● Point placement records

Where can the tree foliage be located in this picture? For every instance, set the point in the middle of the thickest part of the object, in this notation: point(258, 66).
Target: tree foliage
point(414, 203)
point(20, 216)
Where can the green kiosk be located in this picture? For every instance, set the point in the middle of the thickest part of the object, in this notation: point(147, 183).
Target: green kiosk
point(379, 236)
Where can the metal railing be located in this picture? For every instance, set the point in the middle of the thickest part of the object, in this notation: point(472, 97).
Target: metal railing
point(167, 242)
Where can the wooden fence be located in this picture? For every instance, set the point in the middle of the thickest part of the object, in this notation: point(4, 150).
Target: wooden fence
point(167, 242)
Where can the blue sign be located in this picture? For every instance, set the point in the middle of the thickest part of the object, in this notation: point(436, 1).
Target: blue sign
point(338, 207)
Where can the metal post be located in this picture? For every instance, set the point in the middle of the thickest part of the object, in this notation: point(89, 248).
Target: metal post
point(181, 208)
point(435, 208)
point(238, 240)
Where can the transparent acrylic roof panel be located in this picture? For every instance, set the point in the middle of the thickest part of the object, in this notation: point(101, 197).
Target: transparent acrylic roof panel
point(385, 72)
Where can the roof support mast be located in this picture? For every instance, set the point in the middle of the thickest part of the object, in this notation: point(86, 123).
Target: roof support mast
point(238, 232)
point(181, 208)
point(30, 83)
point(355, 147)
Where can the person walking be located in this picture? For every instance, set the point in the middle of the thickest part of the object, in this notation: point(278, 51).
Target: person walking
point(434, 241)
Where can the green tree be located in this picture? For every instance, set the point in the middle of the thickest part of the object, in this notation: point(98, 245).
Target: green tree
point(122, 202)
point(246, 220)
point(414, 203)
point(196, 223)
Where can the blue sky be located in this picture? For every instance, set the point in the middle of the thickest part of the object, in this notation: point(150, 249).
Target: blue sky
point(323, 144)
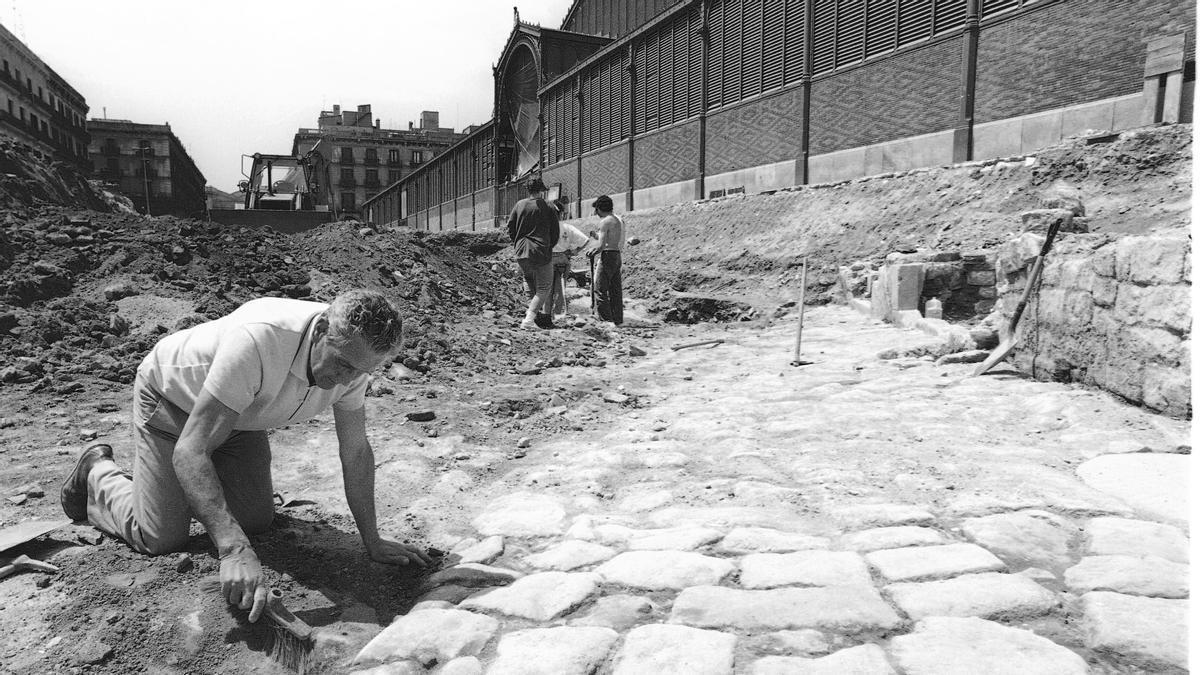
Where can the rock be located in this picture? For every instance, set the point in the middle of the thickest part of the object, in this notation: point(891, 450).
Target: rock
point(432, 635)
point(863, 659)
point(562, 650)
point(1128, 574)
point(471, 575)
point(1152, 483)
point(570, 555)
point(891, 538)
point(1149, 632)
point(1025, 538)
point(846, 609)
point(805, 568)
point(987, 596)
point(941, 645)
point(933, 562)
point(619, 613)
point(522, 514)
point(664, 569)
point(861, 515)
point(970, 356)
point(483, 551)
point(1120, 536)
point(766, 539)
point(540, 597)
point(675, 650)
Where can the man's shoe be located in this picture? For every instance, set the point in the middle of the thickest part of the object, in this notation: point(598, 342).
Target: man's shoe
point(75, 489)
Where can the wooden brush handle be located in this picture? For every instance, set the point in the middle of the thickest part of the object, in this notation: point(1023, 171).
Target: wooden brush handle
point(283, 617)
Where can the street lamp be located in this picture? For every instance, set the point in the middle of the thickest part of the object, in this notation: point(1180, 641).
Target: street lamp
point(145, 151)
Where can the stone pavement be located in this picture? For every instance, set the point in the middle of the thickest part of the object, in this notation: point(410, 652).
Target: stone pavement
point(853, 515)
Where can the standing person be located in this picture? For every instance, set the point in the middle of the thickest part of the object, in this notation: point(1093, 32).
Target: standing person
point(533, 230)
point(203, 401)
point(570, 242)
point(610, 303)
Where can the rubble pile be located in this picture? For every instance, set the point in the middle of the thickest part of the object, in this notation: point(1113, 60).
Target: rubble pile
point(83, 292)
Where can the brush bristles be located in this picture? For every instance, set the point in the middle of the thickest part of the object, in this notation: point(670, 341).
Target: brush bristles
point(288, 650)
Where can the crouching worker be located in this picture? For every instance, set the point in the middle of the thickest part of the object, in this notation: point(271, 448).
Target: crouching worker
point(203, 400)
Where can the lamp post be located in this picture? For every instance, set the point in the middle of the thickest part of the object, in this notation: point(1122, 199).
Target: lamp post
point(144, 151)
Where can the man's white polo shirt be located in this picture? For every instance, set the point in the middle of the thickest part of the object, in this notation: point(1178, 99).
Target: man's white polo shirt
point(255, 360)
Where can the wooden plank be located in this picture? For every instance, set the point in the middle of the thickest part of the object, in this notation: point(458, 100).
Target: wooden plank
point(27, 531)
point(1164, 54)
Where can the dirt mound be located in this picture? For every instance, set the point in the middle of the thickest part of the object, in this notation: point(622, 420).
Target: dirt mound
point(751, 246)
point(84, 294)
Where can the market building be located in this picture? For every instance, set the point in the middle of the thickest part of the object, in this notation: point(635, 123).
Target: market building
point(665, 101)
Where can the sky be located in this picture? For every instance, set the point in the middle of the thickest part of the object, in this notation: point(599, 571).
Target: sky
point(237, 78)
==
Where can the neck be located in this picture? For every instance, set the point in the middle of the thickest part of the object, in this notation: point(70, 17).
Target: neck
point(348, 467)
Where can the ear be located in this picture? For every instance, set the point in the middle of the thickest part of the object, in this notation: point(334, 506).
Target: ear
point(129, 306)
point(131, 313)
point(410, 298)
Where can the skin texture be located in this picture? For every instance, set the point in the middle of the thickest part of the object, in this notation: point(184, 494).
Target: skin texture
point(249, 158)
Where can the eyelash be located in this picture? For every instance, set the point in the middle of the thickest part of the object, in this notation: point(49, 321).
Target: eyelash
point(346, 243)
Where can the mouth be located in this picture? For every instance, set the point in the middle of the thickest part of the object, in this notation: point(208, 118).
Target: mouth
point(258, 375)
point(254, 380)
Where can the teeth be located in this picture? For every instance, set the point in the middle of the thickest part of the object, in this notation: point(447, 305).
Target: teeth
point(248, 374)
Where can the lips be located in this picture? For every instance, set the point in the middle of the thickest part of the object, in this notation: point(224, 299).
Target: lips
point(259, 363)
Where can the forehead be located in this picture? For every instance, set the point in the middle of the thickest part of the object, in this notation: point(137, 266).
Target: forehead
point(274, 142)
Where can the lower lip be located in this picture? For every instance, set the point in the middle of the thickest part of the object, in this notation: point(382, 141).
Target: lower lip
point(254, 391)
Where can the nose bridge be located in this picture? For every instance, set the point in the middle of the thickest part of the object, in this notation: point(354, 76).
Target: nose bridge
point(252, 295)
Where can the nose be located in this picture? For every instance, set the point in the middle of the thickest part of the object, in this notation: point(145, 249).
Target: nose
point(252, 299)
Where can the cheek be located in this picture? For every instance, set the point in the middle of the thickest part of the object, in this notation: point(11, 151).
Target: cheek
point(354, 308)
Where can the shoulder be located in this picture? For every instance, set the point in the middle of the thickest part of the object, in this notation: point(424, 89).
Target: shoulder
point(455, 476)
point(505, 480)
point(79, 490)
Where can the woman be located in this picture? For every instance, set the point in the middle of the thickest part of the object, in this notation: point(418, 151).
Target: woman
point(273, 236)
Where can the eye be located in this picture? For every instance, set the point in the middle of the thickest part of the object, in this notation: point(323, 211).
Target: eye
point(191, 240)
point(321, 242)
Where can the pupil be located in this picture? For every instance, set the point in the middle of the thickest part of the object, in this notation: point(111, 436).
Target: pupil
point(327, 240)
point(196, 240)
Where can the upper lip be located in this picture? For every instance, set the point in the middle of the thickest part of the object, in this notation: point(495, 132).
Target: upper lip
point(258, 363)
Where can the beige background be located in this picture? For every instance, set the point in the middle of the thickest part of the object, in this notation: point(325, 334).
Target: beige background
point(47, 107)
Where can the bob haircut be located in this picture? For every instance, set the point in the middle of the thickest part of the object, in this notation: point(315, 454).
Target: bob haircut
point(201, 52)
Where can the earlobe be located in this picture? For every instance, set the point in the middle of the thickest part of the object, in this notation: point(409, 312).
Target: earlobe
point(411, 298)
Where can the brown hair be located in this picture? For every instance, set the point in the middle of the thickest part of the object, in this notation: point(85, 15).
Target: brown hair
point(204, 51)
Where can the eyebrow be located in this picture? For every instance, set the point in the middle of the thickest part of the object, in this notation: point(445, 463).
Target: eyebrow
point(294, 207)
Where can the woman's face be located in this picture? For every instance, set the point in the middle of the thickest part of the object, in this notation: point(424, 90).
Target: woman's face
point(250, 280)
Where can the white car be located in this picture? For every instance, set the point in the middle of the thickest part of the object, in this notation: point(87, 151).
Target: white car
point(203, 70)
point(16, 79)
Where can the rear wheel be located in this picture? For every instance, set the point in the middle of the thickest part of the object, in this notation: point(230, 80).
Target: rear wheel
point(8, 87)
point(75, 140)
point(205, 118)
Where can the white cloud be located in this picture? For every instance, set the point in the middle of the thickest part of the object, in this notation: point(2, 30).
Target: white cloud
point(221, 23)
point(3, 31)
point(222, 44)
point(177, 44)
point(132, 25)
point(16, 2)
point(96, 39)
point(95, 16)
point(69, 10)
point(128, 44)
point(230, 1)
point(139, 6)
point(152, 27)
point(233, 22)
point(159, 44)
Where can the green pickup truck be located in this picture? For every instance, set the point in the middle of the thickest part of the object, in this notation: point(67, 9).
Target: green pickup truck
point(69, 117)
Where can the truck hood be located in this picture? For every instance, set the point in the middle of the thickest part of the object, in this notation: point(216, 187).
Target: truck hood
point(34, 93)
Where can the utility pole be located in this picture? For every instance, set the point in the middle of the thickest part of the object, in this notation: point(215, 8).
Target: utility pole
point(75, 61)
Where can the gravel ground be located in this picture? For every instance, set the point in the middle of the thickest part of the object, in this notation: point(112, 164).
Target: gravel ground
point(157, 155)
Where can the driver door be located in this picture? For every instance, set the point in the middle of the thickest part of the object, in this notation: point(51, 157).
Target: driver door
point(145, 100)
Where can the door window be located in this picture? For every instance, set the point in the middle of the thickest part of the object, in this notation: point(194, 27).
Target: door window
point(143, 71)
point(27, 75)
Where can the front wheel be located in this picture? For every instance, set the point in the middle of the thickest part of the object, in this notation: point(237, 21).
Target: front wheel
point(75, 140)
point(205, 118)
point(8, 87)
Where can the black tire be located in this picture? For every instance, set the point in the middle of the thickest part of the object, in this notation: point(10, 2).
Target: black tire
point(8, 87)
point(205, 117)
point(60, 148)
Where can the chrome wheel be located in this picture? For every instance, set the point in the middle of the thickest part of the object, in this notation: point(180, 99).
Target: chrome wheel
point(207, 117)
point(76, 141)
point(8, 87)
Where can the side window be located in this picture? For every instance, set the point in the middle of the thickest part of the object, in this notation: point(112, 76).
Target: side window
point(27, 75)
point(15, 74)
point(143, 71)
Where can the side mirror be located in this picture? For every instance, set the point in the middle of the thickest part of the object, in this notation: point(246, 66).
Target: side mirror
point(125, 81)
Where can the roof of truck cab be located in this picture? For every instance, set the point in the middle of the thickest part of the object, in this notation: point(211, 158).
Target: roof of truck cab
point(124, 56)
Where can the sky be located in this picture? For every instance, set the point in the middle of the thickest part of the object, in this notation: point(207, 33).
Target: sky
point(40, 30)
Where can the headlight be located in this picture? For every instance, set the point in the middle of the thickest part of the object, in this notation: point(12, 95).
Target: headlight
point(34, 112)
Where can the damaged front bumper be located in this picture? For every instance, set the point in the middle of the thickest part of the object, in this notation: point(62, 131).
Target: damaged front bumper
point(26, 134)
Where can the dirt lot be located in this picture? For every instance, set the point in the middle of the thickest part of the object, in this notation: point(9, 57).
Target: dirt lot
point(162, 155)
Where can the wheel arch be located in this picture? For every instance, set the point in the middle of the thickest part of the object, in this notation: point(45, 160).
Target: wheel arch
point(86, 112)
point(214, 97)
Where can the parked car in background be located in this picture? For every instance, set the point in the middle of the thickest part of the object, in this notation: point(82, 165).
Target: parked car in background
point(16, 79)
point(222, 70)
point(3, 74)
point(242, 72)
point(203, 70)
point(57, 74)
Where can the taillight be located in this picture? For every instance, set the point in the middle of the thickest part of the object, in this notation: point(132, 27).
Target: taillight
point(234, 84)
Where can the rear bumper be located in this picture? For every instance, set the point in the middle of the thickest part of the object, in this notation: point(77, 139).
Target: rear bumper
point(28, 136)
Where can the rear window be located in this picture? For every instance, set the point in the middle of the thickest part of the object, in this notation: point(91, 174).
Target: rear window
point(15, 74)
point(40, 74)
==
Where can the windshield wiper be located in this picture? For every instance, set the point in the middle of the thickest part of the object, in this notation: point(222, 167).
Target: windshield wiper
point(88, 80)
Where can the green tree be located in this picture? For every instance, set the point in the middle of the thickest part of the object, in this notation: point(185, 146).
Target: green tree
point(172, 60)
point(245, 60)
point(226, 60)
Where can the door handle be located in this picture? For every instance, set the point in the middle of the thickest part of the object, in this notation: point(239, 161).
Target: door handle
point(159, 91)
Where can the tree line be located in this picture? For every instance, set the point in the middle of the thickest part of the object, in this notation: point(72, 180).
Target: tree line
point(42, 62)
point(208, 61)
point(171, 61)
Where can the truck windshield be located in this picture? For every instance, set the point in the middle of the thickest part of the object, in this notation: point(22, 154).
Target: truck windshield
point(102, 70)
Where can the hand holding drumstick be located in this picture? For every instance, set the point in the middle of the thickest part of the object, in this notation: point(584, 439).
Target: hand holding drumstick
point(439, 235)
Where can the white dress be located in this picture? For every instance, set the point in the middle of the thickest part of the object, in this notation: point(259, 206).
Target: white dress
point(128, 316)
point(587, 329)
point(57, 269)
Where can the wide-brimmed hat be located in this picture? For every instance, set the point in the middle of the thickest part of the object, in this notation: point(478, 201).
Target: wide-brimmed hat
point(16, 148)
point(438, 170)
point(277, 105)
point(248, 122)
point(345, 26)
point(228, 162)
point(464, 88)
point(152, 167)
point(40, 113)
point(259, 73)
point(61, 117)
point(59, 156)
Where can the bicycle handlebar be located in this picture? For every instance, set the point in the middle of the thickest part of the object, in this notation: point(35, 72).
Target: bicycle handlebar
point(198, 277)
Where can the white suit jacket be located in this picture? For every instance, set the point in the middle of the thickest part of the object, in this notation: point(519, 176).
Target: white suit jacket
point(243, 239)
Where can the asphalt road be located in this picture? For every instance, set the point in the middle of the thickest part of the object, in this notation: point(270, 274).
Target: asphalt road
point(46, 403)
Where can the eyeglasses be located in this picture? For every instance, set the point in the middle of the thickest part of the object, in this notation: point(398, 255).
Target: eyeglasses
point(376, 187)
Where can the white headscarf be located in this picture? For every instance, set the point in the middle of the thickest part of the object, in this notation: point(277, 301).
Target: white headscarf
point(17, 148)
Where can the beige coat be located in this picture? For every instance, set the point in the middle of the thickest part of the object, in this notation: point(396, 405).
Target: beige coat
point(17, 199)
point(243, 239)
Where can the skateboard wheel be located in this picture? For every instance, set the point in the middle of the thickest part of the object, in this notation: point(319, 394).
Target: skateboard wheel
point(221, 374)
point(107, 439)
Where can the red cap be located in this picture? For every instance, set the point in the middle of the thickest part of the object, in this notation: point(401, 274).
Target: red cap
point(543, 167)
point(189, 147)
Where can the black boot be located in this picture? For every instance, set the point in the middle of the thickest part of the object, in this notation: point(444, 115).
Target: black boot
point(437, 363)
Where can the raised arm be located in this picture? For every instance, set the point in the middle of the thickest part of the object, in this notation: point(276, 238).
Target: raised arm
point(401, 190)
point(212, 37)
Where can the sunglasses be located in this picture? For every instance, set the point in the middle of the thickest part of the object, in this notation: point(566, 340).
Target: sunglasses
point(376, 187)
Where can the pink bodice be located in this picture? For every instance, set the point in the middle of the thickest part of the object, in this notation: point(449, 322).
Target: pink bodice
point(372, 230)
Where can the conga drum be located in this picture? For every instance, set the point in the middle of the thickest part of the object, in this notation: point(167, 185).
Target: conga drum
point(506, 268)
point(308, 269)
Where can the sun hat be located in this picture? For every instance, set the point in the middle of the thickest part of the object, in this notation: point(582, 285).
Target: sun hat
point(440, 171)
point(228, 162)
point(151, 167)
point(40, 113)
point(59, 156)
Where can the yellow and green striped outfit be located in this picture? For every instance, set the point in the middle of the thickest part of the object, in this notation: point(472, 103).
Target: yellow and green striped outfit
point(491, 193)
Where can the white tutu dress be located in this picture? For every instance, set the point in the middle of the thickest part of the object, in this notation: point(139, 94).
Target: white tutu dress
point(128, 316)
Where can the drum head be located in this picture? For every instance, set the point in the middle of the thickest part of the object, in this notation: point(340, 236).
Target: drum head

● WORK TO COMPLETE
Arrange the data as a Markdown table with the columns Row and Line, numbering each row and leaving out blank lines. Begin at the line that contains "Where can the market" and stop after the line that contains "point(237, 78)".

● EXPECTED OUTPUT
| Row | Line |
|---|---|
| 1 | Where can the market building be located in this picture? For every instance, set the point in the middle of the thickest part of the object, in this notation: point(635, 123). |
| 2 | Target: market building |
| 3 | point(665, 101) |
| 4 | Where can the sky be located in this picture? For every instance, set the point in the middle of the thickest part of the object, in this notation: point(599, 571). |
| 5 | Target: sky |
| 6 | point(237, 78) |